> Problem
Write out exactly the lines of the entries below from the one holding "Guideline: put one point on each instance of the group" to the one holding "in white dress", inclusive, and leave out all other lines.
'''
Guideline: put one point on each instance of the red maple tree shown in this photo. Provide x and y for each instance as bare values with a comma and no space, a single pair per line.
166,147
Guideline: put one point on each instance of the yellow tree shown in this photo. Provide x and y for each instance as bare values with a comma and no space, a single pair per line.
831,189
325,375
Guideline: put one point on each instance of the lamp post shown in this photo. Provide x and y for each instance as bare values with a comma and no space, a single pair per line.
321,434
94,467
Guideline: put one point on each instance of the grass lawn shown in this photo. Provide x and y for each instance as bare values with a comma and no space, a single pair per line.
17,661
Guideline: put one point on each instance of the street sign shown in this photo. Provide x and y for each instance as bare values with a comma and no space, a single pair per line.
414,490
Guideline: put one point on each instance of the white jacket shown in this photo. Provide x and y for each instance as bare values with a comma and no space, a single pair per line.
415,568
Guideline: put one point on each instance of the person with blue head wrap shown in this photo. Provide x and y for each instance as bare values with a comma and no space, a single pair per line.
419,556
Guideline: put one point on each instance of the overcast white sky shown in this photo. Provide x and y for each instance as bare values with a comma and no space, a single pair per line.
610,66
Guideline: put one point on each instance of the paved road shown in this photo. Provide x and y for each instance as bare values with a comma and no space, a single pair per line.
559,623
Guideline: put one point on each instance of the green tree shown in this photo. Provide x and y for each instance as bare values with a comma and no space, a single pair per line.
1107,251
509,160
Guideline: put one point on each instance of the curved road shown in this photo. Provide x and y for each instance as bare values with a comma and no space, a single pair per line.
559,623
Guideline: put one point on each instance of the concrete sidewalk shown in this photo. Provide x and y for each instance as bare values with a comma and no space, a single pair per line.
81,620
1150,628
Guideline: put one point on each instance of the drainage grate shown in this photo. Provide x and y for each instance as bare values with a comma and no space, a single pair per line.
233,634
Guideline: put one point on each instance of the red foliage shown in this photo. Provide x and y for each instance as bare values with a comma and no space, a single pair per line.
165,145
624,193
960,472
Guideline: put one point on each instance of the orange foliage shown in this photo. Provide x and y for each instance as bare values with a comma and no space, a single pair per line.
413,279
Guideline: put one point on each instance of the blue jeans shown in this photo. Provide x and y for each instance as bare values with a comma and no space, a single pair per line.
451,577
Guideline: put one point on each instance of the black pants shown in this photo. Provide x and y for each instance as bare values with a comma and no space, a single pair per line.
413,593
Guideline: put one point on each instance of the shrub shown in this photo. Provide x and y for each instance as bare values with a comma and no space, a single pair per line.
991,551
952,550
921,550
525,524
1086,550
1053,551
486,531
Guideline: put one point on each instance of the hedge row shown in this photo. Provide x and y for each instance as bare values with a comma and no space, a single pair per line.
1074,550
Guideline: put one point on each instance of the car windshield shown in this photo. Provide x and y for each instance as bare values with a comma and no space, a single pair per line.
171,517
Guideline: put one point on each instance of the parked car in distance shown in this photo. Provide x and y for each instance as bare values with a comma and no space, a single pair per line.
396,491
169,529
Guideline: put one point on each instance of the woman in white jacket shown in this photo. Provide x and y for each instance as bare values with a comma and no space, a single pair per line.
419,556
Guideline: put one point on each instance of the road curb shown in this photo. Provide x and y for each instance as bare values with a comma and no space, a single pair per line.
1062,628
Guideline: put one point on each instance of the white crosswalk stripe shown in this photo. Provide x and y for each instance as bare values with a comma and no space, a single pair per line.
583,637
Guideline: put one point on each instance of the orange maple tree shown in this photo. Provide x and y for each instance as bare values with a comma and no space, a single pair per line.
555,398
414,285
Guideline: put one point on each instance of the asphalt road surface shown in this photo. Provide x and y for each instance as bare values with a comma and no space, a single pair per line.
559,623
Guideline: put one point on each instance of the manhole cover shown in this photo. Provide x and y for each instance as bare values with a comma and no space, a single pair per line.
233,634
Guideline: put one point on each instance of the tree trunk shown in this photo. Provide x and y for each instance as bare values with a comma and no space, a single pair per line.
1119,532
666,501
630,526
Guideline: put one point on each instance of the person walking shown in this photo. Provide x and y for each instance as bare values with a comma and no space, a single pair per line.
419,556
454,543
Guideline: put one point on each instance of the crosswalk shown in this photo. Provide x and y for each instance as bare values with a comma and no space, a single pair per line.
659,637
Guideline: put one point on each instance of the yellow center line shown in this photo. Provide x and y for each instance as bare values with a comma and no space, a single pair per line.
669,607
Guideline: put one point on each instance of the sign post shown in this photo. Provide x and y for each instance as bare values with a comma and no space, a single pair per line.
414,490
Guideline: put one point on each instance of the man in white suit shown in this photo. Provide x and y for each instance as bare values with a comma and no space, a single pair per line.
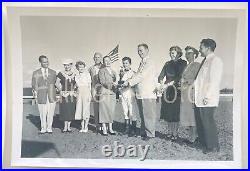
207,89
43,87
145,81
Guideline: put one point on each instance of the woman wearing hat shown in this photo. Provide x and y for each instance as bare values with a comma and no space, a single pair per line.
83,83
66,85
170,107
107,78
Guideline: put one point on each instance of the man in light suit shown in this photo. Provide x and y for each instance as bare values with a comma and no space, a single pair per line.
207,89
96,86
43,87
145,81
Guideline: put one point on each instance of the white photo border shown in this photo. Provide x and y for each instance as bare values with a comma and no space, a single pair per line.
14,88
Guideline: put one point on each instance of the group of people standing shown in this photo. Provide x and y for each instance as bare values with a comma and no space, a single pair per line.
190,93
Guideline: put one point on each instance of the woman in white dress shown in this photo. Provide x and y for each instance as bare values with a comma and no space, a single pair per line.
'''
'''
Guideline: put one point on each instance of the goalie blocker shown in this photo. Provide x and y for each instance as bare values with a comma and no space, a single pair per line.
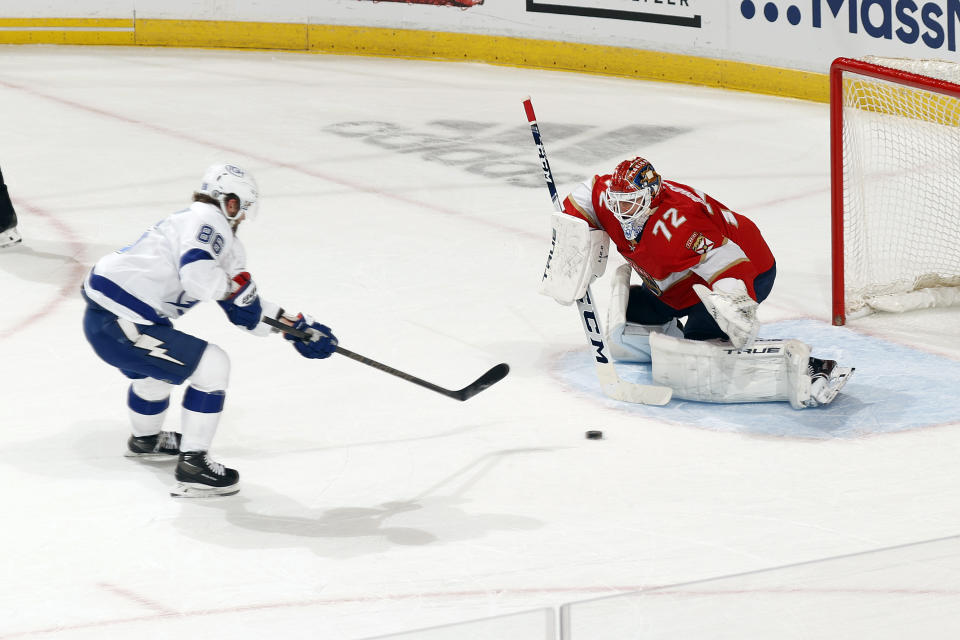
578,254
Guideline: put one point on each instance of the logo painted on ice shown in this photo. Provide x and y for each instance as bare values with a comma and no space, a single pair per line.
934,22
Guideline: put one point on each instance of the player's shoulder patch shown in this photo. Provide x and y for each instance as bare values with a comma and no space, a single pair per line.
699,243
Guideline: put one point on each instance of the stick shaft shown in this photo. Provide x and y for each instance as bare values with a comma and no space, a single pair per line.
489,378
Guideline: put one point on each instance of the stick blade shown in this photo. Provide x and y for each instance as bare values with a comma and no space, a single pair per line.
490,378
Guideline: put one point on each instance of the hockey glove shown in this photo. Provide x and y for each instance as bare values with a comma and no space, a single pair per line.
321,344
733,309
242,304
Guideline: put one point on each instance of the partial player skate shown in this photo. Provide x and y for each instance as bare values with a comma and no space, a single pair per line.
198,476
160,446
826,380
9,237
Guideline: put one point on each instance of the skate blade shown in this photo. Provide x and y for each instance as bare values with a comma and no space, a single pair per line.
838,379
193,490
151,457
'''
> Answer box
Guideline: put one point on each instance of the group of people standing shown in this photo. Provide x and y for each instance as bare values with a comma and no space, a single pair per line.
190,93
Guideline: put one point on each instance of the woman in white dress shown in this photo. Provide x and y for each instance as bare values with a comma and no space, a single pair per line.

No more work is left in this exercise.